Work request: Copy the full listing, changing nothing.
══════════════════════════════
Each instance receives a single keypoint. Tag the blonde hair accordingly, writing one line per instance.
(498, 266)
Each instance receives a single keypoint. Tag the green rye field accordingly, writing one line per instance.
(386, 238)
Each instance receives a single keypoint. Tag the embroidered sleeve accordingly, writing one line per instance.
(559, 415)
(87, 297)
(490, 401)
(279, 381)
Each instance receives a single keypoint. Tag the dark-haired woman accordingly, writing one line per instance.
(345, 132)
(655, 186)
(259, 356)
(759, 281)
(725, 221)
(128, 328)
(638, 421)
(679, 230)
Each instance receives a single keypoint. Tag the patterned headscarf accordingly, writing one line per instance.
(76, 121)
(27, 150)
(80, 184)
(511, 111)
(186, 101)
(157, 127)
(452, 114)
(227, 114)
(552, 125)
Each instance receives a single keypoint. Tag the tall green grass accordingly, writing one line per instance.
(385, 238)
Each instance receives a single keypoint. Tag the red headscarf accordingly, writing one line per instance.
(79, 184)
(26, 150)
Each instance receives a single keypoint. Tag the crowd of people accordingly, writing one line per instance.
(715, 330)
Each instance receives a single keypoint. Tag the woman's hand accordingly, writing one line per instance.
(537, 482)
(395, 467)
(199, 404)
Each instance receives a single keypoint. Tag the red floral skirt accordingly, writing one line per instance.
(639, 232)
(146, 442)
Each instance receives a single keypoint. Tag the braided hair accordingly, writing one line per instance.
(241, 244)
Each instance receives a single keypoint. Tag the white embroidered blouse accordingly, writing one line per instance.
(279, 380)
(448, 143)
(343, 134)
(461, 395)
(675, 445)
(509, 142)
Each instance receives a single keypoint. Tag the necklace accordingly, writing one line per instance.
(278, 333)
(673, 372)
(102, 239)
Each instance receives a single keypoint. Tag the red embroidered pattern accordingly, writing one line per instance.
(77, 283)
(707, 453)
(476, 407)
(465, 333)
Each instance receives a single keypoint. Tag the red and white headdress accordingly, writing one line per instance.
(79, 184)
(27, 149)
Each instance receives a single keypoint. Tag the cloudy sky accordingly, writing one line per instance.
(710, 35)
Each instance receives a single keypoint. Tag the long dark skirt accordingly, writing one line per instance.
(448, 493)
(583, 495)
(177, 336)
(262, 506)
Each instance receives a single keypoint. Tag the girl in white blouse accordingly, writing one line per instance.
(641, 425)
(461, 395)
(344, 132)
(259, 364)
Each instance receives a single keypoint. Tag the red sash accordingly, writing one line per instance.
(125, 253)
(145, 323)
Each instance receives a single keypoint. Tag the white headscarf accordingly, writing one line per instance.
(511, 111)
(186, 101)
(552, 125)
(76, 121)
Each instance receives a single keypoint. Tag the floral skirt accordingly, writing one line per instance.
══════════════════════════════
Task answer:
Each instance receives a single keypoint. Tag the blonde hair accordingly, writing one line per instance.
(498, 266)
Each instance receives a single keypoint. Tag the green rye field accordingly, writing one line per instance.
(386, 238)
Each instance receives a single keypoint. Tag the embroidered sleeve accordingly, writing one line per instance.
(559, 415)
(87, 297)
(490, 401)
(279, 381)
Each instance receives a single keypoint. Tag the dark-haired woman accordingly, writing one line per instance.
(345, 132)
(655, 186)
(259, 356)
(759, 281)
(725, 221)
(128, 328)
(638, 421)
(679, 230)
Each instance receives a single keypoint. Tag the patterned headscarf accordingly, writing one line per instance.
(76, 121)
(27, 150)
(80, 184)
(511, 111)
(186, 101)
(157, 127)
(452, 114)
(227, 114)
(552, 125)
Each instance receives a single keypoint. Tag the tall green grass accordingly, writing one line per instance.
(385, 238)
Each instance receives a single keypoint. Tag the red headscarf accordingly, writing one line per instance.
(79, 184)
(26, 150)
Each instance receives a single keypoint. Tag the crowd of people accordingly, writing one line per instance.
(715, 330)
Each instance receives a single keypoint. Tag the woman's hand accordingly, writing one line per instance.
(537, 482)
(395, 467)
(199, 404)
Each instance receives a single keypoint. Tag the red floral skirt accordingly, writing one line per instance.
(639, 232)
(146, 442)
Each instance receives a single keypoint. Tag the braided hair accordingly, writing one line per instance.
(241, 244)
Each instance receives a single keypoint. Tag the white embroidered blouse accordingly, writing one line per instance.
(279, 380)
(448, 143)
(343, 134)
(461, 395)
(675, 445)
(509, 142)
Each instance receives a single keypoint. Tag the necklace accordingly, writing one line per instance.
(278, 333)
(673, 372)
(102, 239)
Each instance receives a single keypoint. Tag the red embroidered pattern accordingly, writing one line per instance.
(77, 283)
(707, 453)
(476, 407)
(465, 333)
Each instance receives a single keypoint. Tag the red and white headdress accordingly, writing one line per instance.
(79, 184)
(27, 149)
Each instance receives a single keypoint. Tag the cloudy sky accordingly, writing one line per instance.
(710, 35)
Each instance receives a single keypoint. Tag the long dark skirt accordingly, writing one line per instance.
(448, 493)
(583, 495)
(177, 336)
(262, 506)
Each instance receives a single keypoint. Tag the girl in white blouse accordingly, writing one line per instance.
(641, 425)
(461, 395)
(344, 132)
(259, 364)
Each instance receives a single keypoint. Tag the red sash accordingly, writing one line per instance.
(125, 253)
(145, 323)
Each instance receives a single keypoint. Tag the white headscarf accordingly, writing one line per instance.
(511, 111)
(186, 101)
(552, 125)
(76, 121)
Each instance receives a single keypoint. Tag the floral skirt accordingly, writing one line per instance.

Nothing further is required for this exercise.